Stated goal - Show each line of the rows below that contains the string "white", copied in full. Case counts.

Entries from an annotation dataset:
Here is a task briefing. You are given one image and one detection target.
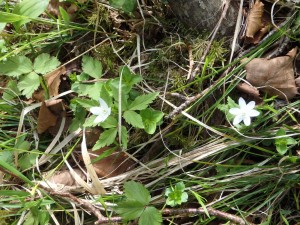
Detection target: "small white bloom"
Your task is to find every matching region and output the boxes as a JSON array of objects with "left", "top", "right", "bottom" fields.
[
  {"left": 90, "top": 98, "right": 111, "bottom": 123},
  {"left": 229, "top": 97, "right": 259, "bottom": 126}
]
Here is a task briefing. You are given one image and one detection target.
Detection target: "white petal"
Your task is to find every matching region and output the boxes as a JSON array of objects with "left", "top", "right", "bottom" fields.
[
  {"left": 233, "top": 115, "right": 244, "bottom": 126},
  {"left": 246, "top": 101, "right": 255, "bottom": 110},
  {"left": 247, "top": 109, "right": 260, "bottom": 117},
  {"left": 243, "top": 116, "right": 251, "bottom": 126},
  {"left": 99, "top": 98, "right": 108, "bottom": 109},
  {"left": 239, "top": 97, "right": 246, "bottom": 108},
  {"left": 90, "top": 107, "right": 101, "bottom": 115},
  {"left": 229, "top": 108, "right": 241, "bottom": 115}
]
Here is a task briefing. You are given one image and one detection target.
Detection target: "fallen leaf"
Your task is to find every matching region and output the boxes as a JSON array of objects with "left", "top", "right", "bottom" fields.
[
  {"left": 236, "top": 83, "right": 260, "bottom": 99},
  {"left": 37, "top": 101, "right": 57, "bottom": 134},
  {"left": 242, "top": 48, "right": 298, "bottom": 99},
  {"left": 39, "top": 169, "right": 86, "bottom": 192},
  {"left": 45, "top": 66, "right": 66, "bottom": 97},
  {"left": 246, "top": 0, "right": 264, "bottom": 38},
  {"left": 88, "top": 147, "right": 134, "bottom": 177}
]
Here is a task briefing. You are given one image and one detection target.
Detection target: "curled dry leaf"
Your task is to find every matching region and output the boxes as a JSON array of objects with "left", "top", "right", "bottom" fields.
[
  {"left": 45, "top": 66, "right": 66, "bottom": 96},
  {"left": 88, "top": 147, "right": 134, "bottom": 177},
  {"left": 236, "top": 83, "right": 260, "bottom": 99},
  {"left": 246, "top": 0, "right": 264, "bottom": 38},
  {"left": 37, "top": 99, "right": 65, "bottom": 134},
  {"left": 40, "top": 169, "right": 86, "bottom": 192},
  {"left": 242, "top": 48, "right": 298, "bottom": 99}
]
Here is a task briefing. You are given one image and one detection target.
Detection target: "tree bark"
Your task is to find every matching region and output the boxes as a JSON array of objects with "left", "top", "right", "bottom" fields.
[{"left": 168, "top": 0, "right": 238, "bottom": 36}]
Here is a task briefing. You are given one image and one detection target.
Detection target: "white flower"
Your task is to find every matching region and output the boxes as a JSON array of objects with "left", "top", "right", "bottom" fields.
[
  {"left": 229, "top": 97, "right": 259, "bottom": 126},
  {"left": 90, "top": 98, "right": 111, "bottom": 123}
]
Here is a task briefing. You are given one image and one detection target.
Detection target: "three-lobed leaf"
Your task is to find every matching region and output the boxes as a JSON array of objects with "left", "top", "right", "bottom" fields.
[
  {"left": 33, "top": 53, "right": 60, "bottom": 74},
  {"left": 82, "top": 55, "right": 102, "bottom": 79},
  {"left": 128, "top": 92, "right": 158, "bottom": 110},
  {"left": 0, "top": 56, "right": 33, "bottom": 77},
  {"left": 123, "top": 110, "right": 144, "bottom": 129}
]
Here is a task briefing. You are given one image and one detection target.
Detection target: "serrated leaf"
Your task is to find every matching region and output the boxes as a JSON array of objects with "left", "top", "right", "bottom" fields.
[
  {"left": 82, "top": 56, "right": 102, "bottom": 79},
  {"left": 123, "top": 111, "right": 144, "bottom": 129},
  {"left": 33, "top": 53, "right": 60, "bottom": 74},
  {"left": 12, "top": 0, "right": 49, "bottom": 29},
  {"left": 100, "top": 116, "right": 118, "bottom": 129},
  {"left": 124, "top": 181, "right": 151, "bottom": 206},
  {"left": 0, "top": 56, "right": 33, "bottom": 77},
  {"left": 18, "top": 72, "right": 40, "bottom": 98},
  {"left": 115, "top": 200, "right": 144, "bottom": 220},
  {"left": 128, "top": 92, "right": 158, "bottom": 110},
  {"left": 93, "top": 128, "right": 118, "bottom": 150},
  {"left": 121, "top": 126, "right": 128, "bottom": 149},
  {"left": 2, "top": 80, "right": 21, "bottom": 101},
  {"left": 139, "top": 206, "right": 162, "bottom": 225}
]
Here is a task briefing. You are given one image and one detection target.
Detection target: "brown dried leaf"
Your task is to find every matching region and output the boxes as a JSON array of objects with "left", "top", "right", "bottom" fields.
[
  {"left": 45, "top": 66, "right": 66, "bottom": 96},
  {"left": 242, "top": 48, "right": 298, "bottom": 99},
  {"left": 37, "top": 102, "right": 57, "bottom": 134},
  {"left": 246, "top": 0, "right": 264, "bottom": 38},
  {"left": 88, "top": 147, "right": 134, "bottom": 177},
  {"left": 237, "top": 83, "right": 260, "bottom": 99}
]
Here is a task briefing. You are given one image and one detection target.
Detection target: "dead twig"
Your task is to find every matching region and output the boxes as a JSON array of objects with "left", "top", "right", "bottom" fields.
[
  {"left": 190, "top": 0, "right": 231, "bottom": 80},
  {"left": 95, "top": 208, "right": 255, "bottom": 225}
]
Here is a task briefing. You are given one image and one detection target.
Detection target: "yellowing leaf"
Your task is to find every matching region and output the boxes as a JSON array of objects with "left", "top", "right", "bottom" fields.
[
  {"left": 242, "top": 48, "right": 298, "bottom": 99},
  {"left": 246, "top": 0, "right": 264, "bottom": 38}
]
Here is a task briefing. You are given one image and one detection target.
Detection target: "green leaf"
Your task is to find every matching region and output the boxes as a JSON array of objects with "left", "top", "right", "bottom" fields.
[
  {"left": 139, "top": 206, "right": 162, "bottom": 225},
  {"left": 109, "top": 0, "right": 137, "bottom": 13},
  {"left": 124, "top": 181, "right": 151, "bottom": 206},
  {"left": 2, "top": 80, "right": 21, "bottom": 101},
  {"left": 18, "top": 72, "right": 40, "bottom": 98},
  {"left": 93, "top": 128, "right": 118, "bottom": 150},
  {"left": 82, "top": 56, "right": 102, "bottom": 79},
  {"left": 123, "top": 111, "right": 144, "bottom": 128},
  {"left": 165, "top": 182, "right": 188, "bottom": 207},
  {"left": 18, "top": 150, "right": 39, "bottom": 170},
  {"left": 0, "top": 56, "right": 33, "bottom": 77},
  {"left": 59, "top": 6, "right": 70, "bottom": 25},
  {"left": 12, "top": 0, "right": 49, "bottom": 29},
  {"left": 140, "top": 109, "right": 164, "bottom": 134},
  {"left": 100, "top": 116, "right": 118, "bottom": 129},
  {"left": 33, "top": 53, "right": 60, "bottom": 74},
  {"left": 128, "top": 92, "right": 158, "bottom": 110},
  {"left": 0, "top": 150, "right": 14, "bottom": 165},
  {"left": 115, "top": 200, "right": 144, "bottom": 220},
  {"left": 121, "top": 126, "right": 128, "bottom": 149}
]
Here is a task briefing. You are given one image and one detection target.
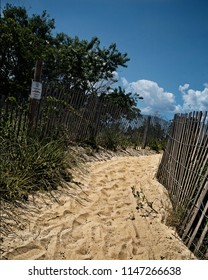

Answer -
Detection target: "small white bloom"
Detection target: "white petal"
Detection target: "white flower"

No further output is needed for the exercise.